_EXERCISE_: Starting at the top of the entries, restate word for word each line up to and including the one with "query (the noun phrase to segment): short".

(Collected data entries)
================================
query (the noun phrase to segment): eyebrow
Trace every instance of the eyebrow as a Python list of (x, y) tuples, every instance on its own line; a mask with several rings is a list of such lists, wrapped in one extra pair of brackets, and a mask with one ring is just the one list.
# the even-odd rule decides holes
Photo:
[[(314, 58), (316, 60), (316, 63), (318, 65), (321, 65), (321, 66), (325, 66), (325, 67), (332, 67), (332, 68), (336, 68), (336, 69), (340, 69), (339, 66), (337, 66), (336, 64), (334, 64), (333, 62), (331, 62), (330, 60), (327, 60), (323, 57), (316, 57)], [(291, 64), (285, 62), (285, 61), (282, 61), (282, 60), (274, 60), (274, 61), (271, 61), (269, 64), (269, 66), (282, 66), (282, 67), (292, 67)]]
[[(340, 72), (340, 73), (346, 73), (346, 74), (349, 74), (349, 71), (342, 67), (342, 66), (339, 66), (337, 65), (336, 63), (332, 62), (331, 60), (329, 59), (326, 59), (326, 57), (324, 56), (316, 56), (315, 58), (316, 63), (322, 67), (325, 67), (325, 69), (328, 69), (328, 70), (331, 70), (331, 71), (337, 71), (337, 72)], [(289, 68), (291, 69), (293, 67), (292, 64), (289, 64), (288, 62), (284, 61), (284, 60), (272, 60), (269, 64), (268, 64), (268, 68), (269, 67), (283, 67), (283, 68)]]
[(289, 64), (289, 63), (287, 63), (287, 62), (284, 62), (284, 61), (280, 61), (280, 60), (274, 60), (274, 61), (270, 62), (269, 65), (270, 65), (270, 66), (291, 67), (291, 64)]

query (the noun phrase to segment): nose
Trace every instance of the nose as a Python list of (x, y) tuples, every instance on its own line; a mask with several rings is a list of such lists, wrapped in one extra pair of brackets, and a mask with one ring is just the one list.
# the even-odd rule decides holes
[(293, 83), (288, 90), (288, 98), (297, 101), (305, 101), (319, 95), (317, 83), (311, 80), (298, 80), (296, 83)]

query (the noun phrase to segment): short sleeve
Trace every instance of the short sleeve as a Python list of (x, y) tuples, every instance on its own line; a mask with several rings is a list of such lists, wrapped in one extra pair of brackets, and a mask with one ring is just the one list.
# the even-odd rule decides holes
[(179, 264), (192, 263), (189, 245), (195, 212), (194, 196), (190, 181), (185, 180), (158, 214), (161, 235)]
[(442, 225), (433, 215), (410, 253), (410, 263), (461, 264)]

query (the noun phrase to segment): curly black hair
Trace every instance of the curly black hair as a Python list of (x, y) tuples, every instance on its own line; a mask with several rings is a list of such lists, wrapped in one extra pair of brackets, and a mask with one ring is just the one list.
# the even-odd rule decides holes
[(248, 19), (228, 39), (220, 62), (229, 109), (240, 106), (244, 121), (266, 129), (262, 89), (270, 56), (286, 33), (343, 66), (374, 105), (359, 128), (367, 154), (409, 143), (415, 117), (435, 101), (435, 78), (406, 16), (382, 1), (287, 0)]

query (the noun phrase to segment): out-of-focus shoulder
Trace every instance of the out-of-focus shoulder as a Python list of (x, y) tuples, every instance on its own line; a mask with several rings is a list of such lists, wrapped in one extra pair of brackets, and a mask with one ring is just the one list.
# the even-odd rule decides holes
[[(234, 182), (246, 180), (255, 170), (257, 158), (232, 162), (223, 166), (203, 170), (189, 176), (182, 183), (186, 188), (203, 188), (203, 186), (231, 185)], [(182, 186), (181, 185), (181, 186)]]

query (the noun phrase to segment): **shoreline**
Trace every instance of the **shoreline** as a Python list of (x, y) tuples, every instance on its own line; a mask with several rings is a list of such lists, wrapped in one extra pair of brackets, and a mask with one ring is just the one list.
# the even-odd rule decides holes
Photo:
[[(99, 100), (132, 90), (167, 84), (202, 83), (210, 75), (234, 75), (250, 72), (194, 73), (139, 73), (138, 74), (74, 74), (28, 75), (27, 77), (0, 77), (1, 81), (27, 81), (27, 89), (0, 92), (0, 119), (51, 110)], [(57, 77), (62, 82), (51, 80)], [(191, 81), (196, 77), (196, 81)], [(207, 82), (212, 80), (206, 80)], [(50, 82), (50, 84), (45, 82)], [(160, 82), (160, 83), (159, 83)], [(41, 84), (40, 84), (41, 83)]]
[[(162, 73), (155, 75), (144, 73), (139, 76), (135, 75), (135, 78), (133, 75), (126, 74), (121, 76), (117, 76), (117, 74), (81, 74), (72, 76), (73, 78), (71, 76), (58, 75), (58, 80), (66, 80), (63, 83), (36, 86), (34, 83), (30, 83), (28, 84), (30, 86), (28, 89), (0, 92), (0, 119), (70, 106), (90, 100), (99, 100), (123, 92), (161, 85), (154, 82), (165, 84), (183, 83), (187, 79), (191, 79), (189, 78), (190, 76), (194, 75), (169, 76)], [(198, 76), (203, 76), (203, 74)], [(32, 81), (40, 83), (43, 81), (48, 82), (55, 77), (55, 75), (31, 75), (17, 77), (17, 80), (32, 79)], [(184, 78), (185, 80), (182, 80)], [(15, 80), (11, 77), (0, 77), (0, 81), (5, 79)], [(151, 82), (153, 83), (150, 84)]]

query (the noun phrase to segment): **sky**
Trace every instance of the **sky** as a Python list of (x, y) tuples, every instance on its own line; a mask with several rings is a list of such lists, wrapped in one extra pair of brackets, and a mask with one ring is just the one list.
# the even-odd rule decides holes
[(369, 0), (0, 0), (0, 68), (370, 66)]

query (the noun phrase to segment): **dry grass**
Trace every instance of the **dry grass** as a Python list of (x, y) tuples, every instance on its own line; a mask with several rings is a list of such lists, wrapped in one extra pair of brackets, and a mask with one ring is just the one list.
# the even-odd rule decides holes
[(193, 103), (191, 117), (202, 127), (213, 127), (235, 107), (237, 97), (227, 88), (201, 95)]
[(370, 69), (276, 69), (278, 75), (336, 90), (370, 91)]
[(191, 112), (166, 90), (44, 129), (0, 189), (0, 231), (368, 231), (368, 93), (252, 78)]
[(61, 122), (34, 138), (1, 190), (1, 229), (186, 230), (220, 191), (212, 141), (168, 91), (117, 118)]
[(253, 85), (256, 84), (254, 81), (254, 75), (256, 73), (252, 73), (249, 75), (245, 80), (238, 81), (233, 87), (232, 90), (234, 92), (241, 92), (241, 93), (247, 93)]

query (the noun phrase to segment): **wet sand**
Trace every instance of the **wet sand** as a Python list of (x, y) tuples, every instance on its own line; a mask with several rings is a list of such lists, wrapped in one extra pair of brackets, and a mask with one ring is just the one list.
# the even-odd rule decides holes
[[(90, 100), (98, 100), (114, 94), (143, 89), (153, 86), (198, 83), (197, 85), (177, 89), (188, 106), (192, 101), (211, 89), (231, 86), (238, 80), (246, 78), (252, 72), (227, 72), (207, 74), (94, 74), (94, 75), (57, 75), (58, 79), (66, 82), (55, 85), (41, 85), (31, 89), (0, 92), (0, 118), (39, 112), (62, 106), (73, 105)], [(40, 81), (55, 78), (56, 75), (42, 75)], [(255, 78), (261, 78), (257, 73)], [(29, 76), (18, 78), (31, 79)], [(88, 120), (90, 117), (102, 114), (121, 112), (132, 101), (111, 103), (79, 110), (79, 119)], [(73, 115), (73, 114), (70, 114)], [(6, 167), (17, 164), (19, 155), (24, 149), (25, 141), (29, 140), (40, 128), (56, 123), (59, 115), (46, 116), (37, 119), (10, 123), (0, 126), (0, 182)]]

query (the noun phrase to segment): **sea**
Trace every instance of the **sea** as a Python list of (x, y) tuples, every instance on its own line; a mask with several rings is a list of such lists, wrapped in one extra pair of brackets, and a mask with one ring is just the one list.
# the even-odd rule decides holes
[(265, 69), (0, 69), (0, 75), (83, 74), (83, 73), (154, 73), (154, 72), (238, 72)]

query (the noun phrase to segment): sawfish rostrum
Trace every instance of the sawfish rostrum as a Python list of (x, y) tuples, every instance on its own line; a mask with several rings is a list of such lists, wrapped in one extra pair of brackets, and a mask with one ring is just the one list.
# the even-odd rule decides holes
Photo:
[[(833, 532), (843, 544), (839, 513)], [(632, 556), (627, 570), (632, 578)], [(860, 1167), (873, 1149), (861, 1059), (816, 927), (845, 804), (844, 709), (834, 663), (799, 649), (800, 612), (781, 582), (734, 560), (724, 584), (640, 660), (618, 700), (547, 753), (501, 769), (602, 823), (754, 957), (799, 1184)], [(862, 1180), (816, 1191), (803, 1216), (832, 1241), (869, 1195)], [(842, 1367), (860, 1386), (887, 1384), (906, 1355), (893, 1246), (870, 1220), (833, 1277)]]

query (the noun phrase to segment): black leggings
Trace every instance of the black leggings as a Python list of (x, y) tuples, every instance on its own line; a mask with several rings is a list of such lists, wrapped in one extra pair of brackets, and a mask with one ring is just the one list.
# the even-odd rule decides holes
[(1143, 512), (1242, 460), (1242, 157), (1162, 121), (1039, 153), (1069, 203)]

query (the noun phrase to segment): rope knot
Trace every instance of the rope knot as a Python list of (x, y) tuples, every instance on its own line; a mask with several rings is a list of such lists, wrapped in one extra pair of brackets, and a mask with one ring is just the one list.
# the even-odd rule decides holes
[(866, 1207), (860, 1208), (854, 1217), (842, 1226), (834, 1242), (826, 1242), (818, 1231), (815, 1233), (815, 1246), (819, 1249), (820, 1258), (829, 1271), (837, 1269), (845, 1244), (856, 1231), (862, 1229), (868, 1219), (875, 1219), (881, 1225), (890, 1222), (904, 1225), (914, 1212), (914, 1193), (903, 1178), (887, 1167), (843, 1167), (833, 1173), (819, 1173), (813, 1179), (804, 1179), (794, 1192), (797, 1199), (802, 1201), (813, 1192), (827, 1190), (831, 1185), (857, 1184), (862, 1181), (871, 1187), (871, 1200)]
================================
_TASK SOLUTION_:
query (the noun phrase to segment): eyebrow
Trace every instance of the eyebrow as a Python list of (x, y) tuples, every instance on its own line; a mask with several rings is a list of such lists, wrapped in one extra pair of brackets, and a mask with one ring is just the one list.
# the even-odd rule decides holes
Photo:
[[(314, 58), (316, 60), (316, 63), (318, 65), (321, 65), (321, 66), (325, 66), (325, 67), (332, 67), (332, 68), (336, 68), (336, 69), (340, 69), (339, 66), (337, 66), (336, 64), (334, 64), (333, 62), (331, 62), (330, 60), (327, 60), (323, 57), (316, 57)], [(291, 64), (285, 62), (285, 61), (282, 61), (282, 60), (274, 60), (274, 61), (271, 61), (269, 64), (269, 66), (282, 66), (282, 67), (292, 67)]]
[[(340, 72), (340, 73), (346, 73), (346, 74), (349, 74), (349, 71), (342, 67), (342, 66), (339, 66), (337, 65), (336, 63), (332, 62), (331, 60), (329, 59), (326, 59), (326, 57), (324, 56), (316, 56), (315, 58), (316, 63), (322, 67), (325, 67), (325, 69), (328, 69), (328, 70), (331, 70), (331, 71), (337, 71), (337, 72)], [(289, 68), (291, 69), (293, 67), (292, 64), (289, 64), (288, 62), (284, 61), (284, 60), (272, 60), (269, 64), (268, 64), (268, 68), (269, 67), (283, 67), (283, 68)]]
[(289, 64), (289, 63), (287, 63), (287, 62), (284, 62), (284, 61), (280, 61), (280, 60), (274, 60), (274, 61), (270, 62), (269, 65), (270, 65), (270, 66), (291, 67), (291, 64)]

query (the noun phrase to segment): nose
Trace every instance of the nose as a Python list of (x, y) tuples, every instance on its own line; a mask with several rings is a list of such lists, wrapped in one extra pair of brackets, and a mask with one ring is just the one list.
# the even-odd rule decides holes
[(293, 83), (288, 90), (288, 98), (297, 101), (305, 101), (319, 95), (317, 83), (311, 80), (298, 80), (296, 83)]

query (the noun phrase to segment): short sleeve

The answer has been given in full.